### Directions for this task
What follows is a set of records; copy all of it exactly.

++++++++++

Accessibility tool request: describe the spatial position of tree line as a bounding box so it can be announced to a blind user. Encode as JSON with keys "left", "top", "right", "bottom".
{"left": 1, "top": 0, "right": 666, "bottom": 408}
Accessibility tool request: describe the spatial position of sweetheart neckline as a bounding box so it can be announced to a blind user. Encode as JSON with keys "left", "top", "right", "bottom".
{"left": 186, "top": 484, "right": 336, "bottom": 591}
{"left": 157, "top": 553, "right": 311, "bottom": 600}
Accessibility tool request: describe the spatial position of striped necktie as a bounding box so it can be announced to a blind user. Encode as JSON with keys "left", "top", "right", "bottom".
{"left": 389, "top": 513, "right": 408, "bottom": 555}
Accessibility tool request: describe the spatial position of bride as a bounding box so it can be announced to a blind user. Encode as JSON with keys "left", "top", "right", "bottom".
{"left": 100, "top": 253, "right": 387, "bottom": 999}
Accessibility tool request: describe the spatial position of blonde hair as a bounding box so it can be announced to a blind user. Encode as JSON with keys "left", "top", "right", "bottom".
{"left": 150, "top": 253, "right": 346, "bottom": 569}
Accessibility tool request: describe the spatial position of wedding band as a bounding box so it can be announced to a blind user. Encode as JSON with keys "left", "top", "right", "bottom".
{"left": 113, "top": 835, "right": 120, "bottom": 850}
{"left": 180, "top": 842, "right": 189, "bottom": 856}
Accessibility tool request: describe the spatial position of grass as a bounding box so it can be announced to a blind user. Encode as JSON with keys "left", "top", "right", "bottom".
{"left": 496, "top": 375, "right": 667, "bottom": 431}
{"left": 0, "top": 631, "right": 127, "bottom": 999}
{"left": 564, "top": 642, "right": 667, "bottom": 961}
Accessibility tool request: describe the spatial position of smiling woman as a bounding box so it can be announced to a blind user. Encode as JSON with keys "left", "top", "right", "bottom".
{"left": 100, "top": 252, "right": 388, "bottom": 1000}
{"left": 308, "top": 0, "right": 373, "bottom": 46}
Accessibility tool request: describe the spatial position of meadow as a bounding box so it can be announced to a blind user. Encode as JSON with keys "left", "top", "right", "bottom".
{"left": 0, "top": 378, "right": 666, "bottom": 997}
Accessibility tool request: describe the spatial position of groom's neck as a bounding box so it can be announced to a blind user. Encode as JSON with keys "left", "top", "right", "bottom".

++++++++++

### Solution below
Accessibility tool request: describe the spatial position of tree line as a bounding box so it can be announced to a blind user. Encode as JSON with keys "left", "top", "right", "bottom".
{"left": 1, "top": 0, "right": 666, "bottom": 408}
Accessibility tool request: describe the spatial position of sweetheart neckline as a bounding box so it can be announced to a blind user. Encode as JSON with keys "left", "top", "right", "bottom".
{"left": 186, "top": 484, "right": 336, "bottom": 591}
{"left": 157, "top": 553, "right": 311, "bottom": 600}
Accessibility tool request: describe the spatial position of striped necktie as a bounding box so it can be announced to a blind user. Encode as JSON with keys "left", "top", "right", "bottom".
{"left": 389, "top": 513, "right": 408, "bottom": 555}
Accessibility tool request: describe the spatial position of bride as a bounding box so it can be announced to a blind user. Encode as JSON with keys "left", "top", "right", "bottom".
{"left": 100, "top": 253, "right": 387, "bottom": 999}
Accessibility tool request: describe the spatial position of blonde hair as a bounding box so it can be announced to a blind user. Encode as JSON with keys "left", "top", "right", "bottom".
{"left": 150, "top": 253, "right": 346, "bottom": 569}
Accessibility tool request: describe the spatial position of wedding band as a bounding box so it can be announced to a blind user. Encode as JSON with keys "left", "top", "right", "bottom".
{"left": 113, "top": 835, "right": 120, "bottom": 850}
{"left": 180, "top": 842, "right": 189, "bottom": 856}
Accessibility tool request: describe the spatial position of grass as a bounding box so it can be announced to a blind user. Encode as JSON with keys "left", "top", "right", "bottom".
{"left": 496, "top": 375, "right": 667, "bottom": 431}
{"left": 0, "top": 631, "right": 127, "bottom": 999}
{"left": 564, "top": 642, "right": 667, "bottom": 961}
Accessibility tool request: describe the spatial position of smiling woman as a bounding box so it can be announced to a blind user. Encode as JSON with keys "left", "top", "right", "bottom".
{"left": 100, "top": 252, "right": 388, "bottom": 1000}
{"left": 308, "top": 0, "right": 373, "bottom": 46}
Accessibility tool request: describe the spatial position of meadow as a bounding box so it can be announced to a blind user. Encode as JSON with keys "left", "top", "right", "bottom".
{"left": 0, "top": 378, "right": 666, "bottom": 997}
Accessibility tool request: describe the spatial position of groom's neck as a bounding box so it can be announced to a blind user. Encode as JSON with keys "left", "top", "right", "bottom".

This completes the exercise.